Stored data
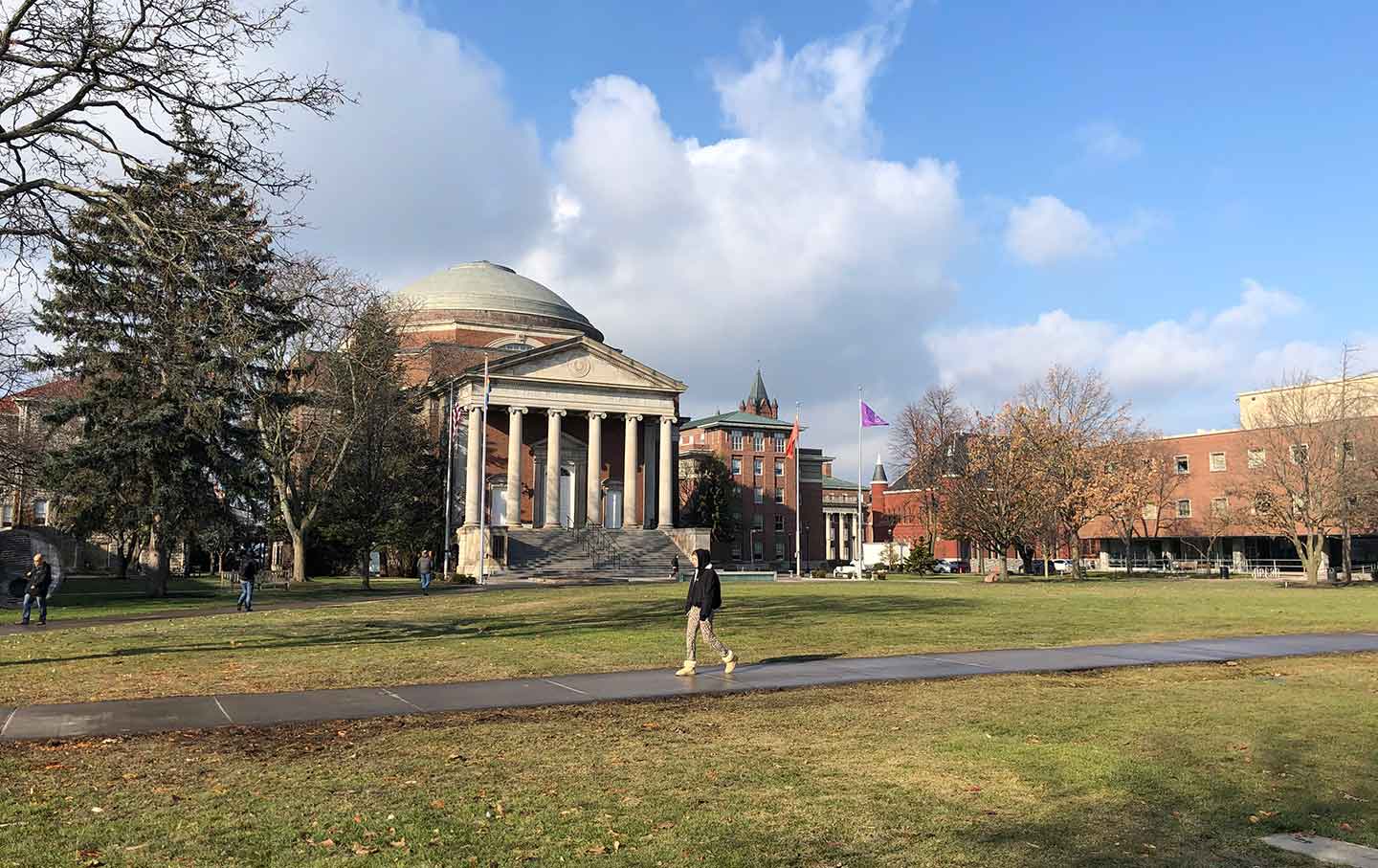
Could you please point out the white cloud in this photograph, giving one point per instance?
(783, 243)
(1105, 141)
(1173, 369)
(1046, 232)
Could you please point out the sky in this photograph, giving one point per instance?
(879, 196)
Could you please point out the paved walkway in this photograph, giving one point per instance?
(122, 717)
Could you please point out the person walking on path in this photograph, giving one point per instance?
(425, 565)
(248, 572)
(703, 601)
(40, 579)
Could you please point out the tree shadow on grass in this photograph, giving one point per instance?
(563, 626)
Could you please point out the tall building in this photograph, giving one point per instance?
(751, 444)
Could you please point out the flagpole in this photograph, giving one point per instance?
(798, 485)
(482, 479)
(450, 466)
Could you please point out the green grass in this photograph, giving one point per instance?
(1166, 767)
(463, 636)
(100, 597)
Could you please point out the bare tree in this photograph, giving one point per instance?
(926, 438)
(989, 501)
(1140, 484)
(310, 397)
(1073, 422)
(90, 88)
(1309, 463)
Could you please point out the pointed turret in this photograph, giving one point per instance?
(879, 473)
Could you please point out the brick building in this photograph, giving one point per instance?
(751, 442)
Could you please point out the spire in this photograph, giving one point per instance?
(879, 472)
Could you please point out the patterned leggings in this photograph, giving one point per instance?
(708, 635)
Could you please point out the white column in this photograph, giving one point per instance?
(595, 467)
(553, 466)
(629, 472)
(666, 514)
(475, 479)
(513, 497)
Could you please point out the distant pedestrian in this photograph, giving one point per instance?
(39, 582)
(248, 573)
(703, 601)
(425, 565)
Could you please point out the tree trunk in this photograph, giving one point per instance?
(298, 555)
(157, 580)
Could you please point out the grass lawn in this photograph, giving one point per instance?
(1156, 767)
(100, 597)
(460, 636)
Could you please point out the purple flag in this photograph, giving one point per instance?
(870, 419)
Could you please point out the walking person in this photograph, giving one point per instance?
(248, 572)
(40, 579)
(425, 565)
(703, 601)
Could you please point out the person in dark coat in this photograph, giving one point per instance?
(703, 601)
(248, 573)
(39, 582)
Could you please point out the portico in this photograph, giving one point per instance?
(579, 434)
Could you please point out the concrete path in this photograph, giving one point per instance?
(122, 717)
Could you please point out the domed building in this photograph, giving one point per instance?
(578, 434)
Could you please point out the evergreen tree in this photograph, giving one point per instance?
(159, 331)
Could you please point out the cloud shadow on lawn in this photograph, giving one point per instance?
(558, 624)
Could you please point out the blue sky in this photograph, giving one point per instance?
(1177, 194)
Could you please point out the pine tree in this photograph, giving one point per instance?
(159, 331)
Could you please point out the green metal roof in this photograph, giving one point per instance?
(738, 419)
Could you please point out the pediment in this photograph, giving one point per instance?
(585, 361)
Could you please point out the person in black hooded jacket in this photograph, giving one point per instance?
(703, 601)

| The task |
Would you set down every line of the data above exactly, skipping the pictures?

| Task result |
Could you please point out the white cloud in this photograph, giving one point per instance?
(783, 243)
(1105, 141)
(1173, 369)
(1046, 232)
Could you please point out the sky in this photograph, giving one point per instance?
(879, 196)
Could you please point out the paved walkway in this photograph, giving one point per instance?
(122, 717)
Could you please point out the person walking on path in this photograph, giving one point per instance?
(425, 565)
(248, 572)
(703, 601)
(40, 579)
Could you please point out the tree shadow on grass in this photograph, giving one point per instance?
(563, 626)
Could you please point out the tall building in this photograph, giving one point per instance?
(751, 444)
Could you please point out the flagpole in this photograph, giving one point per instance?
(798, 485)
(482, 479)
(450, 466)
Could you please point out the green grass in this photograph, giving one point per instance?
(1166, 767)
(463, 636)
(100, 597)
Could you please point out the bare tree in this photograph, giving one point per instance?
(926, 438)
(989, 501)
(1140, 484)
(310, 397)
(1073, 422)
(90, 88)
(1309, 463)
Could you please point out the pointed turret in this photograph, giving one point per instance?
(879, 473)
Could you please point out the brick building in this photograph, giving one point per instance?
(751, 442)
Could you please point out the spire in this photograph, giving one point per instance?
(879, 472)
Could you please point out the patterned leggings in this photograph, giving one point per instance?
(708, 635)
Could you please point out the white column in this photograph, giving one point per instance?
(595, 467)
(553, 466)
(629, 472)
(666, 514)
(475, 479)
(513, 497)
Could you please point out the distant pedestrian in this photograph, giving one point per instance?
(39, 582)
(248, 573)
(703, 601)
(425, 565)
Could you please point out the tree trunk in this photograph, giving one point per instance?
(298, 555)
(157, 580)
Could you please point out the grass lawn in this photograph, giving one point per instance?
(1156, 767)
(100, 597)
(460, 636)
Could you please point out the purple flag in this photograph, giving one point per instance?
(870, 419)
Could you please point out the walking person in this photograph, giving one point per instance?
(248, 572)
(40, 579)
(425, 565)
(703, 601)
Could you please point out the person in dark coat in this photograph, giving one point per instance?
(703, 601)
(248, 573)
(39, 582)
Could you please point out the portico in this photograph, giving one point per instance?
(579, 434)
Could you please point out the concrete path in this photograph, giving one point per instance?
(122, 717)
Could you please point out the domed building in this photograph, giving one point per instance?
(578, 434)
Could you please point out the evergreen tree in this photograph, giving one point per instance?
(159, 331)
Could you please point out the cloud shadow on lawn in this photograph, giving one point per instance?
(558, 624)
Could you please point out the blue sky in this photograph, giving one point per instance?
(1177, 194)
Could you please point out the pine tree in this photograph, giving one point per instance?
(159, 331)
Could you please point out the green metal roof in this photograph, giving one point per instance?
(738, 419)
Could you please point out the pediment in this photograph, giving one point per instance?
(585, 361)
Could you please point out the person in black hooded jacket in this photograph, giving one point per instance?
(703, 601)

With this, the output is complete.